--- Text ---
SPEAKER_02:Yeah, and the way I'm trying to like picture it, and I'm a very visual guy, uh, it's kind of like in a game of like telephone, but instead of it just being one game of telephone, there's many, many, many billions of games of telephone. And what happens if you take like the first person or maybe even the second person and you you know uh remove them from the situation and you uh you knock them out? That suddenly many people down the line are not receiving the game of telephone, the only some are. But what if some of the people further down the line they are responsible for fact-checking the information from the other people? Well, if they didn't get it, suddenly the other people aren't able to fact-check with the other people, and they might shut down as well. And it has this crazy cascading um knock-on effect. They use that term a lot, knock-on effect. But it's been a really uh illuminating aspect to learn about is um what ends up happening. Can you explain a little bit about Lambda, especially? Because that's the one I was learning was most important for Punchmark. Can you talk about that?
SPEAKER_01:Sure. Yeah. So to fit in with your telephone analogy, which I like, you have all that as the issue, and then uh you have a separate issue, which is the people that are trying to communicate through the telephone, they still need to send their message across, right? You can't just have the telephone cut and then you can't relay all this critical information. You have basically a bunch of calls that were getting stacked up that none of them are going out, and so uh this huge backlog was playing into it as well. So even when AWS recovered their own internal tools, they still had to throttle the throughput way down so that their own, you know, internal critical stuff could catch up and not get swamped, and then uh they started uh partitioning out from there. So uh it really was just uh a big mess. And like you said, Lambda was one of the uh services that was affected the longest. I'm not sure exactly what specific way the CNS entry messed with Lambdas so hard. I think it was just because it's so logic-based that uh they had such a hard time untangling that web. But uh the way Punchmark uses Lambdas is for uh image ingestion. So if we have a client or a vendor that has some new jewelry items and they want to upload some pictures to it, uh we use Lambdas in our own internal pipeline that basically takes those pictures on our server, creates a copy over on AWS, and uh does some pre-processing to it before we store it on S3. So what was happening for Punchmark is while Lambda is down, none of those images are making it through the pipeline, so they're just getting held up. So from a client that might look like I uploaded these jewelry images several hours ago and they still aren't uploaded. Uh, what's the deal with these new items? But as far as we can tell, looking through what happened, that's more or less the extent of how bad it was for us. Uh obviously, uh, like I mentioned, some sites on the internet were just down for a long time because they depended more heavily on some of those other services. Um, but for us, we got off relatively light.

--- Provided data ---
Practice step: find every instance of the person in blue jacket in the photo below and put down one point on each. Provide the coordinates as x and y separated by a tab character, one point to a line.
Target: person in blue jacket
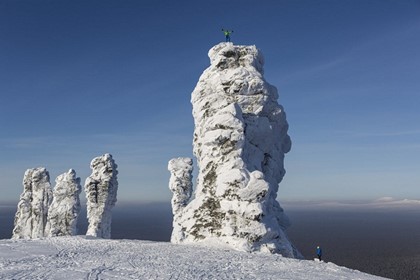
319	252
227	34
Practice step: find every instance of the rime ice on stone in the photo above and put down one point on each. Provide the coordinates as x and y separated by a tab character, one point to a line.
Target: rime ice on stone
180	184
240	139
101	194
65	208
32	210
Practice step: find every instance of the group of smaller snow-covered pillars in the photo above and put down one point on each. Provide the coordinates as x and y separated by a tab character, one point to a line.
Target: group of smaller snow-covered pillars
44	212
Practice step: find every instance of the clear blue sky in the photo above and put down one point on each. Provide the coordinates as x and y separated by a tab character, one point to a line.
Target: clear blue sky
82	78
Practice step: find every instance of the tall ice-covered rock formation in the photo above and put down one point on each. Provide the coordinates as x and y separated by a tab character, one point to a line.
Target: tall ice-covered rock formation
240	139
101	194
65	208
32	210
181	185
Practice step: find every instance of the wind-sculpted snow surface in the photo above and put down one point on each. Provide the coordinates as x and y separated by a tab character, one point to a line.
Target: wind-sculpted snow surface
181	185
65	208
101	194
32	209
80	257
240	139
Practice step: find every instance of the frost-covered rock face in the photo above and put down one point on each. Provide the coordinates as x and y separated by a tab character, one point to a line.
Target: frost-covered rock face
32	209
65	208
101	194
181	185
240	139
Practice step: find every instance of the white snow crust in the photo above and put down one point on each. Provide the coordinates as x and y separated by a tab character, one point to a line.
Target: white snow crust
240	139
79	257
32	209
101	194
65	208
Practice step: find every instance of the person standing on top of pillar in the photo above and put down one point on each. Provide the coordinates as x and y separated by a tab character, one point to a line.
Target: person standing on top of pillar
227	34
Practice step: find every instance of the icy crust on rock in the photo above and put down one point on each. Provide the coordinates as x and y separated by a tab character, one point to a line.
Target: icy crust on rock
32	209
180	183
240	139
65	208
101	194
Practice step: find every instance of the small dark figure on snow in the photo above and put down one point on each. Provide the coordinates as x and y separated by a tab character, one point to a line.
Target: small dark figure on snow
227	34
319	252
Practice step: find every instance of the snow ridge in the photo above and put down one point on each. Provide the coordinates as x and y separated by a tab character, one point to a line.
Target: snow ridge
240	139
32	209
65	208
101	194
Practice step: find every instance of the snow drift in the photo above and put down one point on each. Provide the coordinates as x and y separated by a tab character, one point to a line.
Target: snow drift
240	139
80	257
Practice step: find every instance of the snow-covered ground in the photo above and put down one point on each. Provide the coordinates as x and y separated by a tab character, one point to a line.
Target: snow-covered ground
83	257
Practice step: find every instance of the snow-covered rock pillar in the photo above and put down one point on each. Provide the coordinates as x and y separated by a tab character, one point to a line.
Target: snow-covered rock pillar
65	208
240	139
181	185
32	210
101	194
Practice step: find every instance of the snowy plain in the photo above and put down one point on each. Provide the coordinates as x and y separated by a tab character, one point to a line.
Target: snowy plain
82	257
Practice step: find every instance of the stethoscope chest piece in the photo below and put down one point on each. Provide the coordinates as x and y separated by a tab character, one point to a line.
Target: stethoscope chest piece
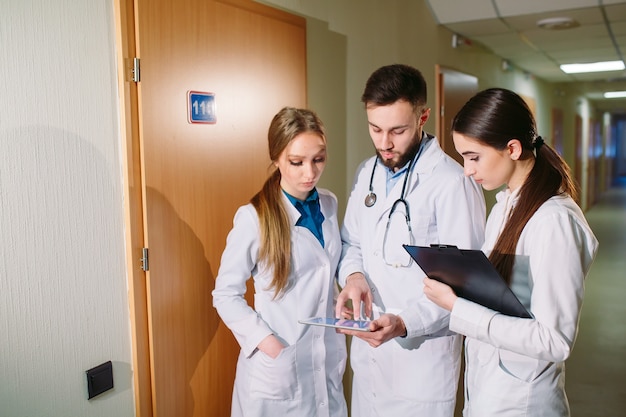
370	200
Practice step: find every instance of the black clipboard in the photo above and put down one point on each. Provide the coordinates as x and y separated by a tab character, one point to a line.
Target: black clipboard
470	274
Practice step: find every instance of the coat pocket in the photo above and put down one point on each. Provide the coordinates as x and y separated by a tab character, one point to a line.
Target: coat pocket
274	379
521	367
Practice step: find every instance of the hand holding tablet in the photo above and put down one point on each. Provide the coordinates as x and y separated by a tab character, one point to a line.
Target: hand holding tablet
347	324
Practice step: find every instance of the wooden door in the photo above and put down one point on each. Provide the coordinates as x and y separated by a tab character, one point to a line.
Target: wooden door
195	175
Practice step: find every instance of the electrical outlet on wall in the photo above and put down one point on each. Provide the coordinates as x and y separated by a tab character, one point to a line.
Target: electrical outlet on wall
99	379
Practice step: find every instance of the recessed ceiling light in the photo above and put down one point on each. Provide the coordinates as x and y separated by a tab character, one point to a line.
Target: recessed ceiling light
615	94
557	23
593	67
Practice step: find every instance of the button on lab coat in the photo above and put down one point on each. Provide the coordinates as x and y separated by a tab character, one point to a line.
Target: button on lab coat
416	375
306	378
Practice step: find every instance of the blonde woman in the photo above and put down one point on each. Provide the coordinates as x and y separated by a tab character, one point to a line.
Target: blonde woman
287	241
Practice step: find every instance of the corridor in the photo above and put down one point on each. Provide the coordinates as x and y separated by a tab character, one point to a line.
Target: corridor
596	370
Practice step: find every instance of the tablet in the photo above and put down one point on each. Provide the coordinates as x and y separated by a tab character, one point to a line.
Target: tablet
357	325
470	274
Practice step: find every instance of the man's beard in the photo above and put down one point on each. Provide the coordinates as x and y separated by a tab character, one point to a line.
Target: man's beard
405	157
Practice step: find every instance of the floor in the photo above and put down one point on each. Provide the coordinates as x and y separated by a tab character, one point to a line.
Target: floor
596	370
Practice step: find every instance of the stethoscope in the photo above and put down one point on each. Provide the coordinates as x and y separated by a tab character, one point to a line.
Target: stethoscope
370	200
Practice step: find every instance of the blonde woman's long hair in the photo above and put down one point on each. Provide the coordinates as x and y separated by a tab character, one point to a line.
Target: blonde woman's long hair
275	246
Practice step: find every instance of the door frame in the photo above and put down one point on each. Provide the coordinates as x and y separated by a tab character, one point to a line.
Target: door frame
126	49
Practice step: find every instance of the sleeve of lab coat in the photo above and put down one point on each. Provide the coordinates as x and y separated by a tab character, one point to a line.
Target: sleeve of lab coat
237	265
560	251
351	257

--- Exercise prompt ---
Please use the conversation to answer this: what does Punchmark use Lambdas for?

--- Correct response ---
Image ingestion.